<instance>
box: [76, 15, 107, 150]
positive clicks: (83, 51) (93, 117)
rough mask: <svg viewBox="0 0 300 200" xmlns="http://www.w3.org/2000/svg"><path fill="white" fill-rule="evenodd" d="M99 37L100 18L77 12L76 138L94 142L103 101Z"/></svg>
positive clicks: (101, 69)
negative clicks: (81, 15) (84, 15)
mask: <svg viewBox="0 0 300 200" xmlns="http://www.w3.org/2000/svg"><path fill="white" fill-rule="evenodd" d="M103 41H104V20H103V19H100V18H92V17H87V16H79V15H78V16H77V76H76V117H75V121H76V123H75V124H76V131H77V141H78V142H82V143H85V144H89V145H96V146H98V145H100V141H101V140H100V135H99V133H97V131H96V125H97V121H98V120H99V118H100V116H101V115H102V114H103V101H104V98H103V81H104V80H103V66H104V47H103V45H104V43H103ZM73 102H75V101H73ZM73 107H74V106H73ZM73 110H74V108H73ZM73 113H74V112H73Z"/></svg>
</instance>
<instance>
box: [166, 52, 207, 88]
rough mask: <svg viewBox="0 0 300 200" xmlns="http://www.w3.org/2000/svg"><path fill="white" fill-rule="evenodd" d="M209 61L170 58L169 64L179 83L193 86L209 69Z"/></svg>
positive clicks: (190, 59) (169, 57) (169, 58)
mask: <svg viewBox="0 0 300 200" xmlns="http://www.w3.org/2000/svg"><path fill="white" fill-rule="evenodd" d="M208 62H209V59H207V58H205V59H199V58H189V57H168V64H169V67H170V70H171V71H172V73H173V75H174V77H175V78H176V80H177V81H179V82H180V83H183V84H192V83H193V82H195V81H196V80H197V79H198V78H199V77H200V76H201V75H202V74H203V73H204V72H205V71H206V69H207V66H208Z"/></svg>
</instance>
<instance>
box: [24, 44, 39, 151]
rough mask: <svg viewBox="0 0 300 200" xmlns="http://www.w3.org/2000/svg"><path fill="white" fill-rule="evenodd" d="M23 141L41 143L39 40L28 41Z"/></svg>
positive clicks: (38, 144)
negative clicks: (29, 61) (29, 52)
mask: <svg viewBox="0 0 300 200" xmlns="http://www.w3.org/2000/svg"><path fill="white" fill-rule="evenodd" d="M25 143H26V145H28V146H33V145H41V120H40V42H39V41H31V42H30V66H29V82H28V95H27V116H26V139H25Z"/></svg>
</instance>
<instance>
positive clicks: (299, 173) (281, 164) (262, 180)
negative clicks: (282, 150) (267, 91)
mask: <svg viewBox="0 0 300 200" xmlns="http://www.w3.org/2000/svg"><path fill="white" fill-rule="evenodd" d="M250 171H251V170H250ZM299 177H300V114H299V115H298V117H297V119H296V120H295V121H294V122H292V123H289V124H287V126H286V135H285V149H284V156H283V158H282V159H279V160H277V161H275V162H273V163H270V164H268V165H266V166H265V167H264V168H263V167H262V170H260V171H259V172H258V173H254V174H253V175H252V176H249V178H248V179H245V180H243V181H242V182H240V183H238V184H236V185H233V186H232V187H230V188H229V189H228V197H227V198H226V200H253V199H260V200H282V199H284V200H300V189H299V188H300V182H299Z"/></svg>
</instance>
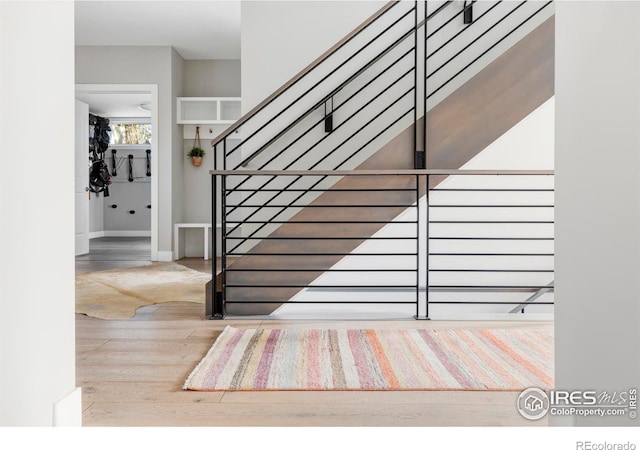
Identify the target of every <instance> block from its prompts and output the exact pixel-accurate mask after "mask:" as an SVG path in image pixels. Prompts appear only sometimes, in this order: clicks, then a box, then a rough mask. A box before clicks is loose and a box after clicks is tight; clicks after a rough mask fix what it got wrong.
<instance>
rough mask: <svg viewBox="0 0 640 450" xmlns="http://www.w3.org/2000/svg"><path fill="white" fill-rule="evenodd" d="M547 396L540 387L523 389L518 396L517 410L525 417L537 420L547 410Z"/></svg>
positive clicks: (540, 416) (530, 418)
mask: <svg viewBox="0 0 640 450" xmlns="http://www.w3.org/2000/svg"><path fill="white" fill-rule="evenodd" d="M549 405H550V402H549V396H548V395H547V393H546V392H544V391H543V390H542V389H538V388H529V389H525V390H524V391H522V392H521V393H520V395H519V396H518V412H520V415H521V416H522V417H524V418H525V419H529V420H538V419H541V418H543V417H544V416H545V415H546V414H547V413H548V412H549Z"/></svg>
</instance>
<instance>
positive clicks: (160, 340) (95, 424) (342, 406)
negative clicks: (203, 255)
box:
□ □ □ □ □
**ABOUT THIS TASK**
Write out the records in full and exactly, omitting the pictures they hold.

**ANSWER**
<instance>
box: [76, 15, 107, 150]
positive clicks: (83, 51) (93, 117)
rough mask: <svg viewBox="0 0 300 200" xmlns="http://www.w3.org/2000/svg"><path fill="white" fill-rule="evenodd" d="M99 37L100 18L77 12L76 138L94 142L103 101Z"/></svg>
positive clicks: (101, 69)
negative clicks: (81, 15) (84, 15)
mask: <svg viewBox="0 0 300 200" xmlns="http://www.w3.org/2000/svg"><path fill="white" fill-rule="evenodd" d="M103 41H104V20H103V19H100V18H92V17H87V16H79V15H78V16H77V76H76V117H75V121H76V123H75V124H76V131H77V141H78V142H82V143H85V144H89V145H96V146H98V145H100V141H101V140H100V135H99V133H97V131H96V125H97V121H98V120H99V118H100V116H101V115H102V114H103V101H104V98H103V81H104V80H103V66H104V47H103V45H104V43H103ZM73 102H75V101H73ZM73 107H74V106H73ZM73 110H74V108H73ZM73 113H74V112H73Z"/></svg>
</instance>
<instance>
box: [166, 52, 207, 88]
rough mask: <svg viewBox="0 0 300 200" xmlns="http://www.w3.org/2000/svg"><path fill="white" fill-rule="evenodd" d="M209 61L170 58L169 64L179 83L193 86L209 69Z"/></svg>
positive clicks: (190, 59) (169, 57) (169, 58)
mask: <svg viewBox="0 0 300 200" xmlns="http://www.w3.org/2000/svg"><path fill="white" fill-rule="evenodd" d="M208 62H209V59H207V58H205V59H199V58H189V57H168V64H169V67H170V70H171V71H172V73H173V75H174V77H175V78H176V80H177V81H179V82H180V83H183V84H192V83H193V82H195V81H196V80H197V79H198V78H199V77H200V76H201V75H202V74H203V73H204V72H205V71H206V69H207V66H208Z"/></svg>
</instance>
<instance>
box: [24, 44, 39, 151]
rough mask: <svg viewBox="0 0 300 200" xmlns="http://www.w3.org/2000/svg"><path fill="white" fill-rule="evenodd" d="M23 141L41 143L39 40L28 41Z"/></svg>
positive clicks: (38, 144)
negative clicks: (29, 61) (29, 52)
mask: <svg viewBox="0 0 300 200" xmlns="http://www.w3.org/2000/svg"><path fill="white" fill-rule="evenodd" d="M25 143H26V145H28V146H33V145H41V120H40V42H39V41H31V42H30V66H29V82H28V95H27V116H26V139H25Z"/></svg>
</instance>
<instance>
positive clicks: (299, 173) (281, 164) (262, 180)
negative clicks: (282, 150) (267, 91)
mask: <svg viewBox="0 0 300 200" xmlns="http://www.w3.org/2000/svg"><path fill="white" fill-rule="evenodd" d="M250 171H251V170H250ZM299 177H300V114H299V115H298V117H297V119H296V120H295V121H294V122H292V123H289V124H287V126H286V135H285V149H284V156H283V158H282V159H279V160H277V161H275V162H273V163H270V164H268V165H266V166H265V167H264V168H263V167H262V170H260V171H259V172H258V173H254V174H253V175H252V176H249V178H248V179H245V180H243V181H242V182H240V183H238V184H236V185H233V186H232V187H230V188H229V189H228V197H227V198H226V200H253V199H260V200H282V199H284V200H300V189H299V188H300V182H299Z"/></svg>
</instance>
Identify the target of every <instance> block from its prompts and output the exact pixel-accurate mask after "mask:" as an SVG path in image pixels. Prompts appear only sometimes, in this order: clicks, then a box, then a rough mask. A box before clicks is loose and a box after clicks is tight; clicks after a rough mask fix what it got wrong.
<instance>
rough mask: <svg viewBox="0 0 640 450" xmlns="http://www.w3.org/2000/svg"><path fill="white" fill-rule="evenodd" d="M547 396L540 387L523 389L518 396L517 410L525 417L537 420L547 410Z"/></svg>
positive clicks: (540, 416) (530, 418)
mask: <svg viewBox="0 0 640 450" xmlns="http://www.w3.org/2000/svg"><path fill="white" fill-rule="evenodd" d="M549 405H550V402H549V396H548V395H547V393H546V392H544V391H543V390H542V389H538V388H529V389H525V390H524V391H522V392H521V393H520V395H519V396H518V412H520V415H521V416H522V417H524V418H525V419H529V420H538V419H541V418H543V417H544V416H545V415H546V414H547V413H548V412H549Z"/></svg>
</instance>
<instance>
positive clicks: (160, 340) (95, 424) (342, 406)
negative clicks: (203, 255)
box:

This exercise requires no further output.